* _WHAT TO PRODUCE_
Examine the records below and count how many lines contain the string "each". Give only the number.

Dataset entries:
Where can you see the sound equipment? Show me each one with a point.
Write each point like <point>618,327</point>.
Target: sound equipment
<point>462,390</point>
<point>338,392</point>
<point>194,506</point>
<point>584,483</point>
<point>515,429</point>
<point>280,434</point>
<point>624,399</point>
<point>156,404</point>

* _REPLY_
2